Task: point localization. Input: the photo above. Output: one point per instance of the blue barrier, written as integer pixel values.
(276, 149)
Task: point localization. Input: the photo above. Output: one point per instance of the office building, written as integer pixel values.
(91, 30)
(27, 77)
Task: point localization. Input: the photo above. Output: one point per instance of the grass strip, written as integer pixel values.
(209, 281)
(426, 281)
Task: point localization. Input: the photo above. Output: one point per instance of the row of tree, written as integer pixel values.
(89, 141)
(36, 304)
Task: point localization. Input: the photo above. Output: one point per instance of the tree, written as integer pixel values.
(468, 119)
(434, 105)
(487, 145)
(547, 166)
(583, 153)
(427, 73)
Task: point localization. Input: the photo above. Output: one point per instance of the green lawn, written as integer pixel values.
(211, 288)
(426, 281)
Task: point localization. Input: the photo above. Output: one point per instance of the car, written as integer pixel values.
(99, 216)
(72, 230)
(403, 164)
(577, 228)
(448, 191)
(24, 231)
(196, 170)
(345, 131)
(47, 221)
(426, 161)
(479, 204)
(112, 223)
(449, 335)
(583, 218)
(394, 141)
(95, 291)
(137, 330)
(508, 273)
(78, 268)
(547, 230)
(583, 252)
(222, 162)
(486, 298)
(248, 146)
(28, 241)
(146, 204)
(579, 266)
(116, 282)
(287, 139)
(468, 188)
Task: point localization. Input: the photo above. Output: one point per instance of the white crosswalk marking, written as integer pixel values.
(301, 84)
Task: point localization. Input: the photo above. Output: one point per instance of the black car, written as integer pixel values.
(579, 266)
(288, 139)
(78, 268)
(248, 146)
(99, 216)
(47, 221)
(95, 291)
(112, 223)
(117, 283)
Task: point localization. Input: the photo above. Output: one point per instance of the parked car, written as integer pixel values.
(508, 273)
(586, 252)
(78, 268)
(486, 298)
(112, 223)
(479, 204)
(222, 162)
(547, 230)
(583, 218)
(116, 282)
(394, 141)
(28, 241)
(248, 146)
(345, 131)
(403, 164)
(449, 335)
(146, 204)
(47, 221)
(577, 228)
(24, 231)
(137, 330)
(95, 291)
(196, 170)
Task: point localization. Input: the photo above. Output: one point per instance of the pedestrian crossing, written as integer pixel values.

####

◆ **PROBLEM REQUIREMENTS**: Print the records once more, exactly as they were given.

◆ **FINAL RESULT**:
Task: point localization. Input: the photo above. Output: one point per instance of the blue barrier, written as integer pixel values.
(276, 149)
Task: point localization. Input: the photo above. Output: one point per instance of the office building, written as integer pixel values.
(91, 30)
(27, 77)
Task: point localization. Input: the photo above. Output: one point per instance of the grass strip, written as integer pixel values.
(209, 281)
(426, 281)
Task: point localization. Input: the photo above. Output: one point per instance of the row of tree, written as integer pixel values.
(89, 141)
(36, 304)
Task: point localization. Input: the photo above. Output: one point per instance of the tree, written as integer pixel values.
(468, 119)
(434, 105)
(487, 145)
(547, 166)
(583, 153)
(427, 73)
Task: point localization. Input: the photo above. Output: one point per instance of the green lawn, written as integer pixel values.
(211, 288)
(426, 281)
Task: point localization. Input: the photo above. Output: one point per instance of the car, written as integer pixel values.
(99, 216)
(72, 230)
(403, 164)
(577, 228)
(448, 191)
(24, 231)
(196, 170)
(345, 131)
(47, 221)
(426, 161)
(479, 204)
(112, 223)
(449, 335)
(583, 218)
(394, 141)
(95, 291)
(137, 330)
(508, 273)
(78, 268)
(547, 230)
(583, 252)
(222, 162)
(486, 298)
(248, 146)
(28, 241)
(146, 204)
(579, 266)
(116, 282)
(287, 139)
(468, 188)
Task: point localization. Input: the photo above. Output: one point per instance of the white crosswalk marking, written as integer pixel values.
(301, 84)
Task: point localization. Input: the photo above. Output: one point per instance of the black car, written as integer pixel values.
(579, 266)
(288, 139)
(78, 268)
(248, 146)
(99, 216)
(47, 221)
(95, 291)
(112, 223)
(117, 283)
Task: point localization. Input: the photo above. Output: one point per instance of the parked car, written as integer pixel values.
(508, 273)
(586, 252)
(78, 268)
(486, 298)
(112, 223)
(479, 204)
(222, 162)
(547, 230)
(583, 218)
(116, 282)
(394, 141)
(28, 241)
(248, 146)
(345, 131)
(403, 164)
(449, 335)
(146, 204)
(47, 221)
(577, 228)
(24, 231)
(137, 330)
(95, 291)
(196, 170)
Task: point localization. Input: the photo above. Output: one point per instance of the pedestrian crossing, written as integer pixel values.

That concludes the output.